TO DO - From the obituary, extract the text starting with "For more than" and going on through "2008 to 2016.", copying it word for word.

PASSAGE SHOWN -
Obituary for Fritz Melchers
27.4.1936 – 24.2.2025

On February 24, the immunologist Prof. Dr. Georg Friedrich (Fritz) Melchers died at the age of 88. Fritz Melchers was an outstanding scientist who made significant contributions to immunology as a researcher and research organizer.
His research included the development of cells of the acquired immune system—he identified precursors and developmental stages of B lymphocytes, analyzed their genetics and discovered the "surrogate light chain", an important building block of B lymphocyte development.
For more than 20 years, Fritz Melchers was the director of the Institute of Immunology in Basel. The Institute was a hub for young researchers and produced dozens of scientists who shaped the field of immunology worldwide in recent decades. Nobel laureates Georges J. F. Köhler, Niels K. Jerne and Susumu Tonegawa, as well as the current president of the European Research Council, Maria Leptin, all worked at the institute. Until its closure in 2001, Melchers shaped the institute as a place of intensive scientific exchange and the development of new research ideas.
In 2003, he joined the Max Planck Institute for Infection Biology as a Senior Research Group Leader. Here he headed the Lymphocyte Development Research Group. Following his time as a Senior Research Group Leader, he continued to work with the Institute as a Max Planck Fellow from 2008 to 2016.

(Stored data entries)
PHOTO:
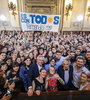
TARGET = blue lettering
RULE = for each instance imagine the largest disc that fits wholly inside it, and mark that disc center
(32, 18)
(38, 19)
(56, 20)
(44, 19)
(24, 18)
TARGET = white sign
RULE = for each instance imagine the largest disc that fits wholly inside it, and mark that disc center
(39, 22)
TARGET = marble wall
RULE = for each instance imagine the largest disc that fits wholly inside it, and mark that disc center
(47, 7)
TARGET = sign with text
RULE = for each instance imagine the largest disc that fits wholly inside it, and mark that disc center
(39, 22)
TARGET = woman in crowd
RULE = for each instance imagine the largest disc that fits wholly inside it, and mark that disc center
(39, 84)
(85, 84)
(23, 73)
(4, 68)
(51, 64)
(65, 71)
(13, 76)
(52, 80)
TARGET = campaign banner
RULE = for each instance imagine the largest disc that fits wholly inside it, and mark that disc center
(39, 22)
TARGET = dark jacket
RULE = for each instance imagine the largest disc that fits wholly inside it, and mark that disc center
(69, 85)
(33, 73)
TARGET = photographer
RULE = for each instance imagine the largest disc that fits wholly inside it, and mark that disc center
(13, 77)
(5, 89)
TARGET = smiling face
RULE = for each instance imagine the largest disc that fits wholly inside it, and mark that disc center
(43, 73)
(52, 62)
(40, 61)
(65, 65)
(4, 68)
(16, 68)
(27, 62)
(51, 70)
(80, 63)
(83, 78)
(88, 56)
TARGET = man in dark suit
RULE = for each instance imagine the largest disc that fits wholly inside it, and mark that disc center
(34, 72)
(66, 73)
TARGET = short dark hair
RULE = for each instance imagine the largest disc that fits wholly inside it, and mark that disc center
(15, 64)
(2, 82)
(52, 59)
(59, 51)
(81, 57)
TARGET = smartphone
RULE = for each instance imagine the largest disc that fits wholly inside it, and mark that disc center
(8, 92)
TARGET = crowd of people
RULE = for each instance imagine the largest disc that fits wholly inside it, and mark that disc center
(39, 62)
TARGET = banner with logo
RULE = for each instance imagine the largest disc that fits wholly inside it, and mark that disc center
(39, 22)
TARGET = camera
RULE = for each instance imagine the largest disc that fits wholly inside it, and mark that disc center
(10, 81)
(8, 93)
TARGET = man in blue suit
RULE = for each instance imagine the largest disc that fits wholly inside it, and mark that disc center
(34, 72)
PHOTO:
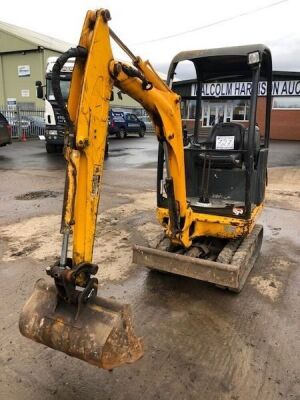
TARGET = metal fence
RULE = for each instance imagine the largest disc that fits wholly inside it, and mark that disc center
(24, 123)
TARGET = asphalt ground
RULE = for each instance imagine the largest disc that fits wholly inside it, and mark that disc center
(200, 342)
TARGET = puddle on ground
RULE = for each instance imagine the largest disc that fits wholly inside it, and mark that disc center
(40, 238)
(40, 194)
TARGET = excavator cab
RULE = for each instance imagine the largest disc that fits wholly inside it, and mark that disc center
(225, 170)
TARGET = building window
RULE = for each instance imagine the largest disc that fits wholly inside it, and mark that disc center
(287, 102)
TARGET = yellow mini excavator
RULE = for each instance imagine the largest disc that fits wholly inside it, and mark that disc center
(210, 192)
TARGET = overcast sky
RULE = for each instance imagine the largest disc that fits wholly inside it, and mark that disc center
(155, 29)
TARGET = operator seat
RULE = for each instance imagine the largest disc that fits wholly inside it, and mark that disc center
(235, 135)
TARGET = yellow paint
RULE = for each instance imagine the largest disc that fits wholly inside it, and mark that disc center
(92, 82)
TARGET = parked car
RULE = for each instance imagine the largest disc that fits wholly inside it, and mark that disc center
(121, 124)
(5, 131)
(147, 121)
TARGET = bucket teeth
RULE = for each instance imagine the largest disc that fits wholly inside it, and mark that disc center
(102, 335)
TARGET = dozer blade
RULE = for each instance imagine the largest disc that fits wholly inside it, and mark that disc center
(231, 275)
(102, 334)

* * *

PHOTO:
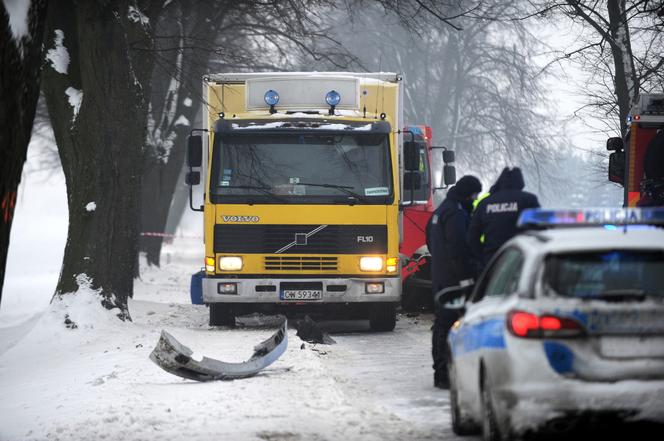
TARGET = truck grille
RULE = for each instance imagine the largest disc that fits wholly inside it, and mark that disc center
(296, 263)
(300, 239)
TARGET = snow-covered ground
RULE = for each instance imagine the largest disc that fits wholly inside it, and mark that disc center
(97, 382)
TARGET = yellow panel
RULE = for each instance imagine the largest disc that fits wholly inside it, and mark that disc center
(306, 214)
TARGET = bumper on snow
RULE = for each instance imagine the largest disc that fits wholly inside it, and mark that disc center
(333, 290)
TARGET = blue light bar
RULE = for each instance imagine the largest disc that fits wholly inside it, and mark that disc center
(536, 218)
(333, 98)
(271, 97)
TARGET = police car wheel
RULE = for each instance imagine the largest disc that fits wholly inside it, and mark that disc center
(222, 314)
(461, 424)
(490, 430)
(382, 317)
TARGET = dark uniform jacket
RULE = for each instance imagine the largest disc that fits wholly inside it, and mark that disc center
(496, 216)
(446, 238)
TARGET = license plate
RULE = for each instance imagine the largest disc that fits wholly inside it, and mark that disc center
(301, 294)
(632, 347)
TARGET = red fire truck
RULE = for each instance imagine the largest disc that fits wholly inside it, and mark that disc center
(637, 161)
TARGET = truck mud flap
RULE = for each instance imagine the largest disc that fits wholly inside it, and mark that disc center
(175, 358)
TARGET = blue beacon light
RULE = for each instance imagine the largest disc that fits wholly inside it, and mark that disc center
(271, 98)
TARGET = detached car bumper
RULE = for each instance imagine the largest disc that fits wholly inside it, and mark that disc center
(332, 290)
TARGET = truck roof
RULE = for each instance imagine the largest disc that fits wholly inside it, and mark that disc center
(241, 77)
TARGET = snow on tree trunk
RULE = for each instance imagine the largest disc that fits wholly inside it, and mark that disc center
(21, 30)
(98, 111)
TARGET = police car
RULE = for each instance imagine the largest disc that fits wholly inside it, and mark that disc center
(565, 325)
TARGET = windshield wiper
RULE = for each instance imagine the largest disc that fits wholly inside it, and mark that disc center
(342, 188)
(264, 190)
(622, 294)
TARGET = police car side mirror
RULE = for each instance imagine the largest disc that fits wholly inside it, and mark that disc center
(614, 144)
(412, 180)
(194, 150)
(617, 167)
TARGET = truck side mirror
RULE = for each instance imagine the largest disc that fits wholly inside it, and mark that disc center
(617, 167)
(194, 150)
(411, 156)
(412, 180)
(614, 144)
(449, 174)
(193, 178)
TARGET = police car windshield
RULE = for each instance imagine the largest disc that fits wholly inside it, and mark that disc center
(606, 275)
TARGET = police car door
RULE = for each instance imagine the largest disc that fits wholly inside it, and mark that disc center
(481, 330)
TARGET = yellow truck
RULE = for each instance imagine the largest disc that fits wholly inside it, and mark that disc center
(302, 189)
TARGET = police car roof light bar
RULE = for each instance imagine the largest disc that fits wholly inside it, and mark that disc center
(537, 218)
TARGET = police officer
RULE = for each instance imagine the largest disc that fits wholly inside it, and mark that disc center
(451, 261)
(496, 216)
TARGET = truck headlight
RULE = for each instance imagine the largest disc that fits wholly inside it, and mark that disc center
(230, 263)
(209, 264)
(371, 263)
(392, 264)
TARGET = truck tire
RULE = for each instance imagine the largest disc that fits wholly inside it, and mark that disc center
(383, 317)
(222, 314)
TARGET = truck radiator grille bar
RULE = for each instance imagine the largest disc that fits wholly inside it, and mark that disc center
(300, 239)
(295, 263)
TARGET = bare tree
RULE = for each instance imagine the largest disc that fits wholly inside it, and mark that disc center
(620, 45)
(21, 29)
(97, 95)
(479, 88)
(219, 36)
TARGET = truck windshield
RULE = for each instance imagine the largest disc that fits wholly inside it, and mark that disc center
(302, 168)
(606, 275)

WRITTEN SOLUTION -
For more than 20 years, Fritz Melchers was the director of the Institute of Immunology in Basel. The Institute was a hub for young researchers and produced dozens of scientists who shaped the field of immunology worldwide in recent decades. Nobel laureates Georges J. F. Köhler, Niels K. Jerne and Susumu Tonegawa, as well as the current president of the European Research Council, Maria Leptin, all worked at the institute. Until its closure in 2001, Melchers shaped the institute as a place of intensive scientific exchange and the development of new research ideas.
In 2003, he joined the Max Planck Institute for Infection Biology as a Senior Research Group Leader. Here he headed the Lymphocyte Development Research Group. Following his time as a Senior Research Group Leader, he continued to work with the Institute as a Max Planck Fellow from 2008 to 2016.